─── Data to use ───
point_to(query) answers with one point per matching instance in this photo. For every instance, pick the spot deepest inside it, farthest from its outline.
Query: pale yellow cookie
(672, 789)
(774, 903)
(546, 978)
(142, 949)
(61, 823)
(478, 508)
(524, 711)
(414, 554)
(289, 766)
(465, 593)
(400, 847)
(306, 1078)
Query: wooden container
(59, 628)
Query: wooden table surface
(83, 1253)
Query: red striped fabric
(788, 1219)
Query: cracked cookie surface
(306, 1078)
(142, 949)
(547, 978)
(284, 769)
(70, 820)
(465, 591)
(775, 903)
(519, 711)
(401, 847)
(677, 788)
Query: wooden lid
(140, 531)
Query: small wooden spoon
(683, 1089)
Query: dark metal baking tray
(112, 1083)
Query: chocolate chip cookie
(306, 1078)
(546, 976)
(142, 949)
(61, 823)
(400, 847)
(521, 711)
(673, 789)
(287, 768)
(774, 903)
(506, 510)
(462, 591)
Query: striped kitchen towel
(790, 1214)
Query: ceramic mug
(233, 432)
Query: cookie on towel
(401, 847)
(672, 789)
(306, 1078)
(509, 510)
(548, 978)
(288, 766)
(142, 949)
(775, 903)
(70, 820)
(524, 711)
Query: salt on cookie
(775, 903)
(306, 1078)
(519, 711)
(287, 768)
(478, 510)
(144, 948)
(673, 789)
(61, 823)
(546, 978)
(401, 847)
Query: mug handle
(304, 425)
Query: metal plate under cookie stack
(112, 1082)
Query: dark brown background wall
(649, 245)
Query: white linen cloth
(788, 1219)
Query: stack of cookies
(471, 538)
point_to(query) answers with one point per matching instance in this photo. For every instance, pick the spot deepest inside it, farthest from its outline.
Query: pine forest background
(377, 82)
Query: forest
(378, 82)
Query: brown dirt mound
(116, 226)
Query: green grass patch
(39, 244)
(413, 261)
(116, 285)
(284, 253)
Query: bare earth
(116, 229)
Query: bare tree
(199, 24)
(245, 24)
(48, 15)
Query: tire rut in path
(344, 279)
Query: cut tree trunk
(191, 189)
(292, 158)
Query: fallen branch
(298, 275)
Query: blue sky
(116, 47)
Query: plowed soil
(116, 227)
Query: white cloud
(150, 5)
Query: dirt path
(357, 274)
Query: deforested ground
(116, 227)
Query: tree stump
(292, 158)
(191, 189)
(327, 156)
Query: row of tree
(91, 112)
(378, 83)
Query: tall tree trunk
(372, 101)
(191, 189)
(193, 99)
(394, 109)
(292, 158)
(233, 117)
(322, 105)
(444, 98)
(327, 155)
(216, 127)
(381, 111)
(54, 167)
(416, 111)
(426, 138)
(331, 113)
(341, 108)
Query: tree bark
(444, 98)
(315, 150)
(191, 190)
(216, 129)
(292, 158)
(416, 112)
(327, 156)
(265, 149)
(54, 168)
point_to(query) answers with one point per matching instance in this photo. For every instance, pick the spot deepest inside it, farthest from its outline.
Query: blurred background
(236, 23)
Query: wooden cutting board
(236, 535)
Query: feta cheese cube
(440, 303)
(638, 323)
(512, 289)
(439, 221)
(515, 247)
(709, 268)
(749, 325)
───
Copy out every one of the lines above, first to last, with each character unchanged.

Task answer:
point_to(query) answers with one point per matching instance in this photo. For every instance, pick the spot deepest inside it, farthest from its outline.
Query: pale yellow cookie
(672, 789)
(774, 903)
(546, 978)
(142, 949)
(61, 823)
(478, 508)
(524, 711)
(414, 554)
(289, 766)
(465, 593)
(400, 847)
(306, 1078)
Query: wooden container
(59, 628)
Query: wooden table surface
(83, 1253)
Query: red striped fabric
(788, 1219)
Query: cracked cookie surface
(306, 1078)
(142, 949)
(547, 978)
(284, 769)
(70, 820)
(465, 591)
(775, 903)
(519, 711)
(401, 847)
(677, 788)
Query: wooden lid
(140, 531)
Query: small wooden spoon
(683, 1089)
Query: dark metal baking tray
(112, 1083)
Query: chocolate chip cookie
(306, 1078)
(546, 976)
(142, 949)
(61, 823)
(400, 847)
(521, 711)
(673, 789)
(287, 768)
(774, 903)
(506, 510)
(462, 591)
Query: striped kitchen towel
(790, 1214)
Query: ceramic mug
(233, 432)
Query: cookie on towel
(401, 847)
(672, 789)
(306, 1078)
(509, 510)
(548, 978)
(288, 766)
(142, 949)
(775, 903)
(70, 820)
(524, 711)
Query: salt on cookie
(775, 903)
(306, 1078)
(519, 711)
(287, 768)
(478, 510)
(144, 948)
(673, 789)
(61, 823)
(546, 978)
(401, 847)
Query: mug handle
(304, 425)
Query: metal plate under cookie stack
(112, 1082)
Query: dark brown background wall
(649, 245)
Query: white linen cloth
(788, 1219)
Query: stack of cookies
(471, 538)
point_to(query) answers with one point per matching instance in this photo. For every instance, pick the spot deepest inside it, farthest from its outline.
Query: pine forest background
(377, 82)
Query: forest
(378, 82)
Query: brown dirt mound
(116, 226)
Query: green grass patch
(39, 244)
(413, 261)
(116, 285)
(284, 253)
Query: bare earth
(116, 229)
Query: bare tree
(199, 24)
(245, 24)
(48, 15)
Query: tire rut in path
(344, 279)
Query: cut tree trunk
(191, 189)
(292, 158)
Query: fallen branch
(298, 275)
Query: blue sky
(116, 47)
Query: plowed soil
(116, 227)
Query: white cloud
(150, 5)
Query: dirt path
(357, 274)
Query: deforested ground
(116, 227)
Query: tree stump
(292, 158)
(191, 189)
(327, 156)
Query: row of tree
(91, 112)
(378, 83)
Query: tall tree trunk
(372, 101)
(191, 189)
(193, 99)
(394, 109)
(292, 158)
(233, 117)
(322, 105)
(444, 98)
(327, 155)
(216, 127)
(381, 111)
(54, 167)
(416, 111)
(426, 138)
(331, 113)
(341, 108)
Query: tree bark
(444, 98)
(315, 150)
(191, 190)
(216, 129)
(292, 158)
(416, 112)
(327, 156)
(265, 149)
(54, 168)
point_to(query) answers with one point per matching instance in this photo. For every instance, pick the spot deepest inside it, farthest from its outline.
Query: blurred background
(236, 23)
Query: wooden cutting board
(236, 535)
Query: feta cheese cube
(440, 303)
(638, 323)
(512, 289)
(439, 221)
(515, 247)
(709, 268)
(749, 325)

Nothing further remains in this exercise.